┌──

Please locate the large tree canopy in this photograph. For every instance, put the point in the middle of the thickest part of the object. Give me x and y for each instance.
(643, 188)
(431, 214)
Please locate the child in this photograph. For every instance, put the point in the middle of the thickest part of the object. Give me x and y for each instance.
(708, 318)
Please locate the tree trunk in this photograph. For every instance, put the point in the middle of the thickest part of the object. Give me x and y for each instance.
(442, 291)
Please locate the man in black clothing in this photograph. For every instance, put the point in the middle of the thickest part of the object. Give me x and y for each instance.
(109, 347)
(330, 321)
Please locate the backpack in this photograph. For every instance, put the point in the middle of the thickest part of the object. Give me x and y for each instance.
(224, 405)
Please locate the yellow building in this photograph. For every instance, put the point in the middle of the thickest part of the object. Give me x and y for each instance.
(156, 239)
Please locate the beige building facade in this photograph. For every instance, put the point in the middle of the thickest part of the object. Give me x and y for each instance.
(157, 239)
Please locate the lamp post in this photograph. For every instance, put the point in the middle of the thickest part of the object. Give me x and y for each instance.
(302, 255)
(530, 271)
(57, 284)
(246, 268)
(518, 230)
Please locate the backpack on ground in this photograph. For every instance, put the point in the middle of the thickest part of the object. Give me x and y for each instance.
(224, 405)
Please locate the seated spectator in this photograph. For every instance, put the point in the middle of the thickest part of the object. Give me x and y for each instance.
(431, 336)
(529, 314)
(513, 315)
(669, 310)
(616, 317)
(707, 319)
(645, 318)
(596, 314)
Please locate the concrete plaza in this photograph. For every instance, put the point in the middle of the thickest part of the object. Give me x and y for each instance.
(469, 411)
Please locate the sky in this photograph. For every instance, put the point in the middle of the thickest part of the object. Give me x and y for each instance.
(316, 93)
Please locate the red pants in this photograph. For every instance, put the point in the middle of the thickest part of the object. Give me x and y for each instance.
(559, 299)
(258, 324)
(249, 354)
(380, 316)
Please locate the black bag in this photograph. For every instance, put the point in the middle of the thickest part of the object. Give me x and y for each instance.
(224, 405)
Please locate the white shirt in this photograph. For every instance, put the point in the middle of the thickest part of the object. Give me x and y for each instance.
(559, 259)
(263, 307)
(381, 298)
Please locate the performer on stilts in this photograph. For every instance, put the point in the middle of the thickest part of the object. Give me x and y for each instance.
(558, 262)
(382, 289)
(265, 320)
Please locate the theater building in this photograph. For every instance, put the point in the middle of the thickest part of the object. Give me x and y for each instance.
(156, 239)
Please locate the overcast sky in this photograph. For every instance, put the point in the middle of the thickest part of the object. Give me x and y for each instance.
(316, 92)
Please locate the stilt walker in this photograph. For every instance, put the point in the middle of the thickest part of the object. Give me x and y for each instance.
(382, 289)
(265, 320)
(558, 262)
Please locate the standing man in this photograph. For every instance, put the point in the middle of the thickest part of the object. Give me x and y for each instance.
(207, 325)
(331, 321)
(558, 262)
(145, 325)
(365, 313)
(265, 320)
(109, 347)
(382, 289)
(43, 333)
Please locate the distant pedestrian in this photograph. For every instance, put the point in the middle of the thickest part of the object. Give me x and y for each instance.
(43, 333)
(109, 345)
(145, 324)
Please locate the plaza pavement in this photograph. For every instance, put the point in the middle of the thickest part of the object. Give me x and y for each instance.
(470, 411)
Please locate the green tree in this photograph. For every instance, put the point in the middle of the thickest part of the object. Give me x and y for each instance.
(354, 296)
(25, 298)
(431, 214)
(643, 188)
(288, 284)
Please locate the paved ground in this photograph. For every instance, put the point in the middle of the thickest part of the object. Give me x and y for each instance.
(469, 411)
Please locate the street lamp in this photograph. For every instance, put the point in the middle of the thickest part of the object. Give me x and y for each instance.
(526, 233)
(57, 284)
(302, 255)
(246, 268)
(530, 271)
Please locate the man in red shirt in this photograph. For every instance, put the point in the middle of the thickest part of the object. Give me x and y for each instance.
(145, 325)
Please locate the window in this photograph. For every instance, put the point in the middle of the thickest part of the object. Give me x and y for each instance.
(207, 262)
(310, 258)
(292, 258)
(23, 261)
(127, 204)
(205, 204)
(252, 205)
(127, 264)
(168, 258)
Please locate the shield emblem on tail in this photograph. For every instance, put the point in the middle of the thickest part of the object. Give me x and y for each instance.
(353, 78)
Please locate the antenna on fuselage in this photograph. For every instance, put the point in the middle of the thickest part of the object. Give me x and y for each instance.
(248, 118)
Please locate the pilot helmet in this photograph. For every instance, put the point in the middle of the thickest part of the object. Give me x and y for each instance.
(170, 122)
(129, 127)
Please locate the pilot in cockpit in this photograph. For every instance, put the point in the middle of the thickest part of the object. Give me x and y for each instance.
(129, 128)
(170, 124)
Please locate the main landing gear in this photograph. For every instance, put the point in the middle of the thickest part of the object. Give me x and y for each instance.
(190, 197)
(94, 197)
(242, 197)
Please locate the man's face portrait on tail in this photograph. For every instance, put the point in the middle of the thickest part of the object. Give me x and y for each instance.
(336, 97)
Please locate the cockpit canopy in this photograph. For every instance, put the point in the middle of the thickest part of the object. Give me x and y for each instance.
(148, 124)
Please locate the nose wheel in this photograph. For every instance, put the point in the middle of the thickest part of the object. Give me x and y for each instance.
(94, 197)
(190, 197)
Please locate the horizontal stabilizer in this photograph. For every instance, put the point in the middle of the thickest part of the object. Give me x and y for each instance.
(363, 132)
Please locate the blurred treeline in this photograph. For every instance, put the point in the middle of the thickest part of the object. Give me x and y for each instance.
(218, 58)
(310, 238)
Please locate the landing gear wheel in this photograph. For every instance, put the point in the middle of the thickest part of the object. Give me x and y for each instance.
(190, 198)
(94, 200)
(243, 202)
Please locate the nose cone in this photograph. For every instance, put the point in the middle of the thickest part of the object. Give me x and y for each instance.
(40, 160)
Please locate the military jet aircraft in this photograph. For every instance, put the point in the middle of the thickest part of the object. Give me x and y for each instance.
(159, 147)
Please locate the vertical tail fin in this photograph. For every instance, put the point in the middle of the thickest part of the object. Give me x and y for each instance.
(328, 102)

└──

-- INSTRUCTIONS FOR THE TASK --
Retyping every entry exactly is the whole of the task.

-- OUTPUT OF THE TASK --
Please locate the large tree canopy in this photograph. For every instance, put the point in the middle of the thickest part of the object. Give me x and y for each instance.
(643, 188)
(431, 214)
Please locate the child in this photograph. For every instance, put the point in the middle of the thickest part of the object. Give me x and y for each instance.
(708, 318)
Please locate the tree trunk in this photograph. For every instance, put the point in the middle of the thickest part of the object. Give me x and y for each instance.
(442, 291)
Please locate the man in black clothing in this photograph. For every instance, put the point in the middle of the thickest part of the object. Give me x and y for each instance.
(109, 347)
(330, 321)
Please locate the backpack in this photograph. For every instance, put the point in the middle of the thickest part of the object. Give me x and y for each instance.
(224, 405)
Please locate the yellow building in this photograph. For every instance, put the point in the middle of the thickest part of the object. Give me x and y for each instance.
(156, 239)
Please locate the beige building facade in this photograph. For every instance, put the point in the middle of the thickest part of the object. Give me x and y for each instance.
(157, 239)
Please locate the lamp post in this photograph. For every instance, put the point in the middle of the thickest part of the object. Give me x and y for each instance.
(302, 255)
(530, 271)
(57, 284)
(246, 268)
(518, 230)
Please locate the backpack on ground in this photograph. For every instance, put the point in the middle of the thickest part of the object. Give me x and y for each instance.
(224, 405)
Please locate the seated spectator in this photograph. For every instance, put the point in the middle of the thickest part of the object. Give me x and y for each instance.
(431, 336)
(529, 314)
(513, 315)
(669, 310)
(616, 317)
(707, 319)
(645, 318)
(596, 314)
Please locate the concrete plaza in this photograph. For every instance, put the point in the middle of the thickest part of the object. Give me x and y for each instance.
(469, 411)
Please locate the sky in this photograph. For every instance, put the point in the middle of the thickest part of the object. Give me x and y for each instance.
(316, 93)
Please locate the red pants in this photograph. For every instance, put the point in the middle of the thickest part of the object. Give me x and y for each instance.
(559, 299)
(258, 324)
(249, 354)
(380, 316)
Please locate the black bag in this photograph. For every instance, put the point in the middle of the thickest part of the object. Give me x and y for each instance.
(224, 405)
Please locate the white shirt in this photograph. For every instance, put the point in the middle of the thickest part of the object. Give me x and y for each instance.
(559, 259)
(263, 307)
(381, 298)
Please locate the performer on stilts in this photograph. For every instance, put the point in the middle of the thickest part of the object. Give me x and y for each instance.
(558, 262)
(382, 289)
(265, 320)
Please locate the theater building in this photograph. For every instance, put the point in the middle of the thickest part of the object. Give me x and y for each instance.
(156, 239)
Please locate the overcast sky in this photograph. For every instance, put the point in the middle of the thickest part of the object. Give me x and y for each instance.
(316, 92)
Please locate the stilt walker in this photograph. For every instance, put the point in the middle of the thickest part of the object. Give me x and y for each instance.
(382, 289)
(265, 320)
(558, 262)
Please locate the standing man in this photograph. For every instance, put the point in the middle of the thickest part of the object. Give me x and y for each instance.
(207, 325)
(331, 321)
(558, 262)
(145, 325)
(365, 313)
(265, 320)
(109, 347)
(382, 289)
(43, 333)
Please locate the distant pedestrian in this photograph. For every instance, put the point in the middle of the thickest part of the object. Give me x and y for each instance.
(43, 333)
(109, 345)
(145, 324)
Please locate the plaza pavement in this photograph. For every instance, put the point in the middle of the thickest part of the object. Give me x and y for each instance.
(470, 411)
Please locate the green tree in this photograph. For every instance, put the point in the middle of the thickest part of the object. Give me x and y for each instance.
(354, 296)
(25, 298)
(431, 214)
(643, 188)
(288, 284)
Please locate the paved ground in this photograph. For every instance, put the point in the middle of the thickest part of the object. Give me x and y for each instance.
(469, 411)
Please locate the street lamp in this photograph. For every instance, put the point in the middle of the thickest part of the object. Give me x and y for each instance.
(526, 233)
(57, 284)
(302, 255)
(246, 268)
(530, 271)
Please locate the man in red shirt in this photograph. For every instance, put the point in the middle of the thickest part of the object. Give me x and y for each instance.
(145, 325)
Please locate the window in this photograph. For every instance, put the point in the middle of the thickest part of the object. Give me x and y for each instance.
(207, 262)
(310, 258)
(292, 258)
(23, 261)
(127, 204)
(205, 204)
(252, 205)
(127, 264)
(168, 258)
Please locate the shield emblem on tail in this photograph. For every instance, put the point in the middle of the thickest part of the object. Give me x and y for each instance.
(353, 78)
Please locate the antenna on fuselage in this photograph. For every instance, put the point in the middle of the thickest part of the object. Give me x and y for each instance.
(248, 118)
Please locate the pilot helmet in this photograph. For every instance, put the point in the middle of the thickest part of the object. Give me x and y for each instance.
(170, 122)
(129, 127)
Please locate the pilot in cockpit in this photograph. For every instance, put the point in the middle of the thickest part of the object. Give me x and y for each instance.
(129, 128)
(170, 124)
Please locate the main landing gear in this photograph. For every instance, put the point in the middle of the thickest part of the object. Give me x and y for each instance.
(190, 197)
(94, 197)
(242, 197)
Please locate the man's face portrait on tail in this photograph. For every instance, put the point in the middle of the thickest part of the object. Give me x and y for each instance.
(336, 97)
Please locate the cockpit canopy in this photograph. For every instance, put the point in the middle of the thickest part of the object. Give me x and y for each instance.
(148, 124)
Please locate the nose wheel in this photograph. For every instance, put the point in the middle of the thickest part of the object. Give me x and y for each instance.
(94, 197)
(190, 197)
Please locate the horizontal stabilizer in this photograph. For every instance, put the point in the middle of the thickest part of the object. Give me x and y for each instance.
(363, 132)
Please locate the blurred treeline in this photograph. For every instance, put the point in the middle of the thickest part of the object. Give me x and y for each instance.
(218, 58)
(310, 238)
Please locate the landing gear wheel in this photograph. For every instance, put the point in the middle of the thickest part of the object. Give me x and y for each instance.
(190, 198)
(94, 200)
(243, 202)
Please locate the nose cone in this photograph. For every instance, put the point in the middle of the thickest part of the object. Give me x and y for each instance.
(40, 160)
Please locate the military jet aircraft in this photograph. For every instance, put the point in the middle of the thickest part of the object. Give me x and y for each instance.
(159, 147)
Please locate the vertical tail fin in this photograph. For every instance, put the point in the middle of the thickest part of the object. Give me x and y for each instance.
(328, 102)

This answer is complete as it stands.